* [RECORD EXCERPTS]:
==========

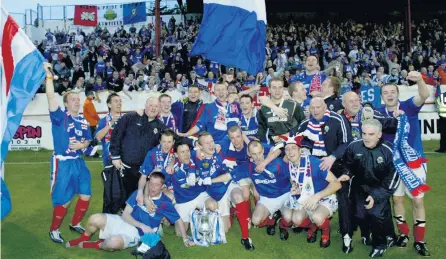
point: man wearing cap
(313, 199)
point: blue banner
(134, 13)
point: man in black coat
(132, 138)
(370, 161)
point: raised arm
(49, 88)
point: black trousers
(442, 133)
(345, 210)
(377, 220)
(131, 178)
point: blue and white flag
(21, 72)
(233, 33)
(134, 13)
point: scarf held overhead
(408, 161)
(314, 133)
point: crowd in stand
(316, 142)
(366, 55)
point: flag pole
(157, 27)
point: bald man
(327, 135)
(355, 113)
(132, 138)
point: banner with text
(110, 15)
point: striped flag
(21, 71)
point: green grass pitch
(24, 233)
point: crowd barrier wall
(35, 129)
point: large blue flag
(134, 13)
(21, 72)
(233, 33)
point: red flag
(86, 15)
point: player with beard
(166, 115)
(214, 173)
(313, 193)
(157, 159)
(411, 107)
(272, 123)
(189, 109)
(216, 115)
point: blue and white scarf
(314, 133)
(408, 162)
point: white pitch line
(93, 161)
(40, 163)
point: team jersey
(215, 117)
(274, 181)
(157, 160)
(411, 111)
(371, 94)
(249, 126)
(170, 121)
(67, 128)
(103, 122)
(214, 68)
(200, 70)
(100, 67)
(310, 81)
(164, 209)
(183, 192)
(318, 175)
(213, 168)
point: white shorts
(184, 209)
(116, 226)
(274, 204)
(331, 203)
(245, 181)
(401, 188)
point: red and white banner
(86, 15)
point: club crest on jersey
(78, 132)
(206, 165)
(380, 160)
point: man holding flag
(21, 74)
(69, 173)
(411, 163)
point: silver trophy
(205, 226)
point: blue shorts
(68, 178)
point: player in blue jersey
(314, 193)
(166, 116)
(188, 194)
(107, 124)
(215, 115)
(273, 186)
(69, 173)
(120, 232)
(370, 92)
(311, 78)
(411, 107)
(248, 120)
(214, 173)
(158, 159)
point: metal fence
(66, 12)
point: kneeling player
(215, 175)
(120, 232)
(188, 194)
(273, 186)
(314, 192)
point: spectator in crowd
(90, 113)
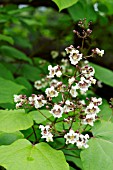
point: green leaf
(83, 9)
(64, 3)
(31, 73)
(106, 111)
(103, 74)
(38, 117)
(8, 138)
(14, 53)
(5, 73)
(7, 38)
(25, 83)
(8, 89)
(23, 155)
(99, 155)
(14, 120)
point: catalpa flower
(99, 52)
(57, 111)
(83, 84)
(92, 109)
(87, 71)
(75, 57)
(89, 119)
(69, 106)
(51, 92)
(73, 91)
(82, 141)
(56, 70)
(71, 137)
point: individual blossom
(75, 57)
(92, 109)
(71, 80)
(38, 84)
(32, 99)
(57, 111)
(60, 87)
(83, 84)
(89, 119)
(73, 91)
(40, 102)
(46, 133)
(53, 82)
(96, 101)
(87, 71)
(99, 52)
(69, 106)
(92, 80)
(51, 71)
(19, 98)
(71, 137)
(70, 49)
(56, 70)
(51, 92)
(82, 141)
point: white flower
(57, 111)
(71, 80)
(71, 137)
(89, 119)
(56, 70)
(92, 109)
(87, 71)
(96, 101)
(32, 99)
(92, 80)
(73, 91)
(51, 92)
(37, 101)
(40, 102)
(69, 49)
(75, 57)
(82, 142)
(18, 105)
(83, 84)
(69, 106)
(38, 84)
(45, 132)
(99, 52)
(51, 71)
(19, 98)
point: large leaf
(40, 116)
(23, 155)
(7, 39)
(103, 74)
(8, 138)
(64, 3)
(14, 53)
(8, 89)
(99, 155)
(106, 111)
(14, 120)
(5, 73)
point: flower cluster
(63, 98)
(91, 111)
(76, 138)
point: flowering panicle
(65, 97)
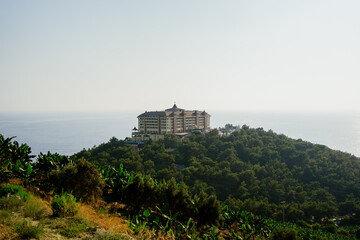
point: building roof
(153, 113)
(172, 111)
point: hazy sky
(230, 55)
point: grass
(5, 216)
(71, 227)
(34, 208)
(13, 190)
(10, 203)
(106, 236)
(26, 230)
(64, 205)
(113, 223)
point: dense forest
(247, 184)
(253, 169)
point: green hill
(260, 171)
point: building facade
(155, 124)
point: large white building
(155, 124)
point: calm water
(68, 133)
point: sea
(67, 133)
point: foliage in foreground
(64, 205)
(26, 230)
(168, 208)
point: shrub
(27, 231)
(5, 216)
(13, 190)
(108, 236)
(82, 178)
(64, 205)
(10, 203)
(284, 234)
(34, 208)
(74, 226)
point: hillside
(69, 195)
(260, 171)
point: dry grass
(6, 233)
(113, 223)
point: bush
(5, 216)
(10, 189)
(34, 208)
(64, 205)
(82, 178)
(10, 203)
(75, 226)
(27, 231)
(107, 236)
(284, 234)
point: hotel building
(155, 124)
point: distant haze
(212, 55)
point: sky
(89, 55)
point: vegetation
(64, 205)
(269, 186)
(268, 174)
(26, 230)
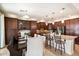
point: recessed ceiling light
(23, 10)
(53, 12)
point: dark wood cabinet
(10, 29)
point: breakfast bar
(69, 44)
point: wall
(2, 31)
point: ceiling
(40, 11)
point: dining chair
(60, 43)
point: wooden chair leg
(50, 43)
(56, 47)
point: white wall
(2, 31)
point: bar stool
(50, 39)
(59, 43)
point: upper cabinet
(24, 25)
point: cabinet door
(33, 27)
(10, 29)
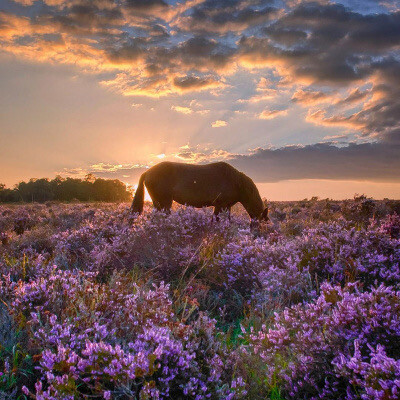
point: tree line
(66, 189)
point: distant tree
(66, 189)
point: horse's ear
(264, 215)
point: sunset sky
(302, 96)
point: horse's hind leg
(162, 203)
(217, 210)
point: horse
(216, 184)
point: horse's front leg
(217, 210)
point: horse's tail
(138, 200)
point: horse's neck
(251, 200)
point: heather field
(96, 304)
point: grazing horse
(216, 184)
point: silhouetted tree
(66, 189)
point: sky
(303, 96)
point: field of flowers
(96, 304)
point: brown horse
(216, 184)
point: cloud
(182, 110)
(370, 161)
(219, 124)
(341, 64)
(309, 97)
(271, 114)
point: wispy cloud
(219, 124)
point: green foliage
(68, 189)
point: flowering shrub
(97, 303)
(329, 348)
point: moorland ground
(98, 304)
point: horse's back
(196, 185)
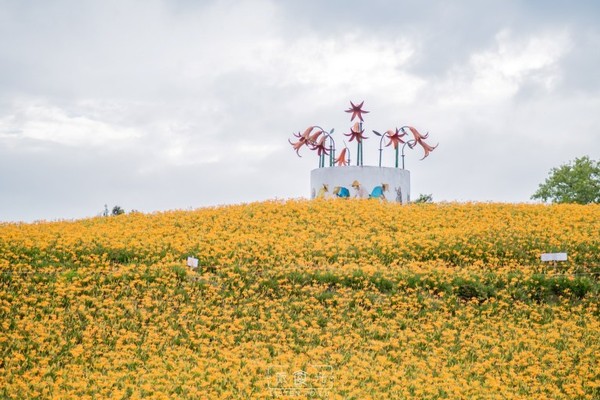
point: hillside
(367, 299)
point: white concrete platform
(390, 184)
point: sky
(160, 105)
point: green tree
(575, 182)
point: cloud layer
(186, 104)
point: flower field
(304, 299)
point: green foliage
(576, 182)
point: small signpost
(192, 262)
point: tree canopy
(575, 182)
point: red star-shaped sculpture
(395, 137)
(419, 139)
(356, 111)
(356, 133)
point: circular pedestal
(391, 184)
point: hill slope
(368, 299)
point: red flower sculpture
(420, 139)
(356, 111)
(356, 133)
(305, 139)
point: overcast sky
(157, 105)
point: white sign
(192, 262)
(554, 256)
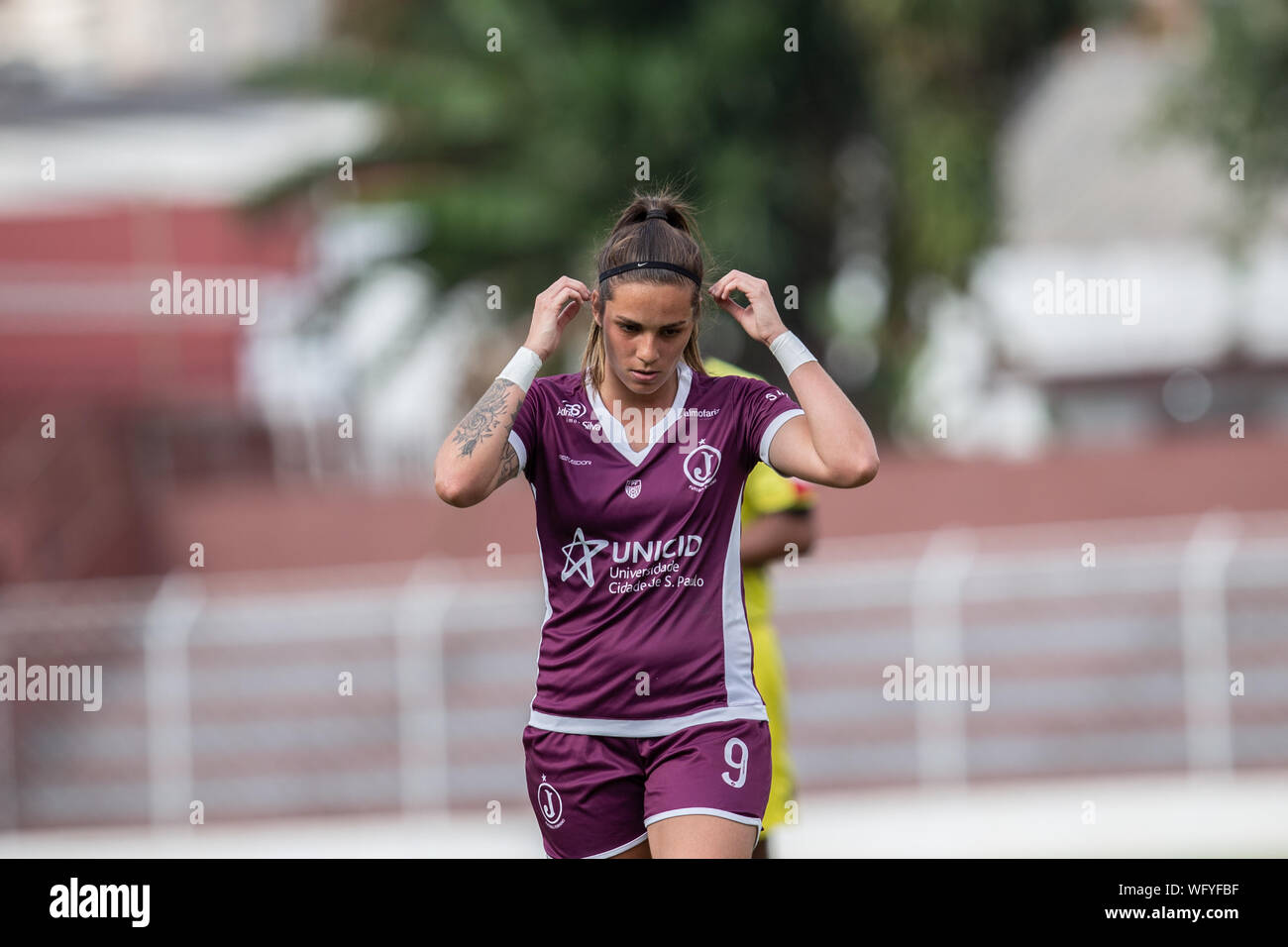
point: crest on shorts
(550, 804)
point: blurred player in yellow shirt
(776, 510)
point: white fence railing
(1168, 654)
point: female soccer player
(647, 735)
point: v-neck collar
(617, 433)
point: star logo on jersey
(700, 464)
(578, 556)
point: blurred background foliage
(520, 159)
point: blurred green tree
(520, 158)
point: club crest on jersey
(700, 464)
(550, 802)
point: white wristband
(790, 352)
(522, 368)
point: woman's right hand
(553, 311)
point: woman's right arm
(477, 457)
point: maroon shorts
(595, 796)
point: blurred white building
(1100, 202)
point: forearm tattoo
(483, 419)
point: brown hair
(636, 237)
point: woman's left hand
(759, 318)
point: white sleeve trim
(773, 429)
(516, 442)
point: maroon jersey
(645, 628)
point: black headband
(648, 264)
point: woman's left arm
(831, 445)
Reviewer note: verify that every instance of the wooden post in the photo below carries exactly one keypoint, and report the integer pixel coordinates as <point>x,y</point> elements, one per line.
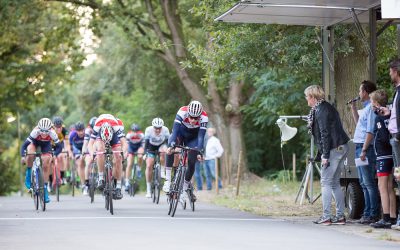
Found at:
<point>294,167</point>
<point>216,176</point>
<point>239,172</point>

==========

* [EXERCISE DESCRIPTION]: A word-for-word copy of all the data is required, minus the pictures.

* [THE COMPLETED TASK]:
point: man wearing cap
(313, 199)
point: blue banner
(134, 13)
point: man in black coat
(132, 138)
(370, 161)
point: raised arm
(49, 88)
point: black trousers
(442, 133)
(345, 210)
(377, 220)
(131, 178)
point: blue and white flag
(21, 72)
(233, 33)
(134, 13)
point: scarf held overhead
(408, 161)
(314, 133)
point: crowd in stand
(316, 142)
(366, 55)
point: flag pole
(157, 27)
point: bald man
(327, 135)
(355, 113)
(132, 138)
point: banner with text
(110, 15)
point: striped flag
(21, 71)
point: green grass pitch
(24, 233)
point: crowd barrier wall
(35, 129)
point: large blue flag
(134, 13)
(21, 72)
(233, 33)
point: red flag
(86, 15)
point: player with beard
(166, 115)
(214, 173)
(313, 193)
(157, 159)
(411, 107)
(272, 123)
(189, 109)
(216, 115)
point: blue and white scarf
(314, 133)
(408, 162)
point: white pitch line
(93, 161)
(40, 163)
point: team jersey
(215, 117)
(274, 181)
(157, 160)
(411, 111)
(371, 94)
(249, 126)
(170, 121)
(67, 128)
(103, 122)
(214, 68)
(200, 70)
(100, 67)
(310, 81)
(164, 209)
(183, 192)
(318, 175)
(213, 168)
point: white shorts
(184, 209)
(116, 226)
(274, 204)
(331, 203)
(245, 181)
(401, 188)
point: red and white banner
(86, 15)
point: club crest on jersey
(78, 132)
(206, 165)
(380, 160)
point: man holding flag
(21, 74)
(69, 173)
(411, 163)
point: silver trophy
(205, 226)
point: blue shorts
(68, 178)
point: player in blue jersey
(314, 193)
(166, 116)
(188, 194)
(107, 124)
(215, 115)
(273, 186)
(69, 173)
(120, 232)
(370, 92)
(311, 78)
(411, 107)
(248, 120)
(214, 173)
(158, 159)
point: metal fence
(66, 12)
point: kneeling player
(215, 175)
(120, 232)
(188, 194)
(273, 186)
(314, 192)
point: spectator in crowd
(90, 113)
point: green leaf
(83, 9)
(64, 3)
(31, 73)
(106, 111)
(103, 74)
(38, 117)
(8, 138)
(14, 53)
(5, 73)
(7, 38)
(25, 83)
(8, 89)
(23, 155)
(99, 155)
(14, 120)
point: catalpa flower
(99, 52)
(57, 111)
(83, 84)
(92, 109)
(87, 71)
(75, 57)
(89, 119)
(69, 106)
(51, 92)
(73, 91)
(82, 141)
(56, 70)
(71, 137)
point: individual blossom
(75, 57)
(92, 109)
(71, 80)
(38, 84)
(32, 99)
(57, 111)
(60, 87)
(83, 84)
(89, 119)
(73, 91)
(40, 102)
(46, 133)
(53, 82)
(96, 101)
(87, 71)
(99, 52)
(69, 106)
(92, 80)
(51, 71)
(19, 98)
(71, 137)
(70, 49)
(56, 70)
(51, 92)
(82, 141)
point: white flower
(57, 111)
(71, 80)
(71, 137)
(89, 119)
(56, 70)
(92, 109)
(87, 71)
(96, 101)
(32, 99)
(92, 80)
(73, 91)
(51, 92)
(37, 101)
(40, 102)
(69, 49)
(75, 57)
(82, 142)
(18, 105)
(83, 84)
(69, 106)
(38, 84)
(45, 132)
(99, 52)
(51, 71)
(19, 98)
point: large leaf
(40, 116)
(23, 155)
(7, 39)
(103, 74)
(8, 138)
(64, 3)
(14, 53)
(8, 89)
(99, 155)
(106, 111)
(14, 120)
(5, 73)
point: flower cluster
(63, 98)
(91, 111)
(76, 138)
point: flowering panicle
(65, 97)
point: building roof
(153, 113)
(172, 111)
point: hazy sky
(230, 55)
point: grass
(5, 216)
(71, 227)
(34, 208)
(13, 190)
(10, 203)
(106, 236)
(26, 230)
(64, 205)
(113, 223)
point: dense forest
(247, 184)
(253, 169)
point: green hill
(260, 171)
point: building facade
(155, 124)
point: large white building
(155, 124)
point: calm water
(68, 133)
point: sea
(67, 133)
point: foliage in foreground
(64, 205)
(26, 230)
(168, 208)
point: shrub
(27, 231)
(5, 216)
(13, 190)
(108, 236)
(82, 178)
(64, 205)
(10, 203)
(284, 234)
(34, 208)
(74, 226)
point: hillside
(69, 195)
(260, 171)
point: dry grass
(6, 233)
(113, 223)
point: bush
(5, 216)
(10, 189)
(34, 208)
(64, 205)
(82, 178)
(10, 203)
(75, 226)
(27, 231)
(107, 236)
(284, 234)
point: hotel building
(155, 124)
point: distant haze
(212, 55)
point: sky
(89, 55)
point: vegetation
(64, 205)
(269, 186)
(268, 174)
(26, 230)
point: recessed ceiling light
(23, 10)
(53, 12)
point: dark wood cabinet
(10, 29)
point: breakfast bar
(69, 44)
point: wall
(2, 31)
point: ceiling
(40, 11)
point: dining chair
(60, 43)
point: wooden chair leg
(50, 43)
(56, 47)
point: white wall
(2, 31)
point: bar stool
(50, 39)
(59, 43)
point: upper cabinet
(24, 25)
point: cabinet door
(33, 27)
(10, 29)
point: tree line
(66, 189)
point: distant tree
(66, 189)
point: horse's ear
(264, 215)
point: sunset sky
(302, 96)
point: horse's hind leg
(162, 203)
(217, 210)
point: horse
(216, 184)
point: horse's front leg
(217, 210)
point: horse's tail
(138, 200)
point: horse's neck
(251, 200)
point: heather field
(96, 304)
point: grazing horse
(216, 184)
point: silhouetted tree
(66, 189)
point: sky
(303, 96)
point: field of flowers
(96, 304)
point: brown horse
(216, 184)
point: cloud
(182, 110)
(370, 161)
(219, 124)
(341, 64)
(309, 97)
(271, 114)
point: wispy cloud
(219, 124)
point: green foliage
(68, 189)
point: flowering shrub
(97, 303)
(329, 348)
point: moorland ground
(98, 304)
point: horse's back
(196, 185)
point: hillside
(367, 299)
point: white concrete platform
(390, 184)
point: sky
(160, 105)
point: green tree
(575, 182)
point: cloud layer
(186, 104)
point: flower field
(304, 299)
point: green foliage
(576, 182)
point: small signpost
(192, 262)
point: tree canopy
(575, 182)
point: red star-shaped sculpture
(395, 137)
(419, 139)
(356, 111)
(356, 133)
point: circular pedestal
(391, 184)
point: hill slope
(368, 299)
point: red flower sculpture
(420, 139)
(356, 111)
(356, 133)
(305, 139)
point: overcast sky
(157, 105)
point: white sign
(192, 262)
(554, 256)
point: crest on shorts
(550, 804)
point: blurred player in yellow shirt
(776, 510)
point: white fence railing
(1168, 654)
point: female soccer player
(647, 735)
point: v-neck collar
(617, 433)
point: star logo on jersey
(700, 464)
(578, 556)
point: blurred background foliage
(520, 159)
point: blurred green tree
(520, 158)
point: club crest on jersey
(700, 464)
(550, 802)
point: white wristband
(790, 352)
(522, 368)
point: woman's right hand
(553, 311)
point: woman's right arm
(477, 457)
point: maroon shorts
(595, 796)
point: blurred white building
(1100, 202)
point: forearm tattoo
(483, 419)
point: brown hair
(636, 237)
point: woman's left hand
(759, 318)
point: white sleeve trim
(773, 429)
(516, 442)
point: maroon jersey
(645, 628)
point: black headband
(648, 264)
point: woman's left arm
(831, 445)
Reviewer note: verify that every instance of the wooden post in the photo below carries exactly one keypoint, and report the integer pixel coordinates as <point>x,y</point> elements, one per line.
Found at:
<point>294,167</point>
<point>216,176</point>
<point>239,172</point>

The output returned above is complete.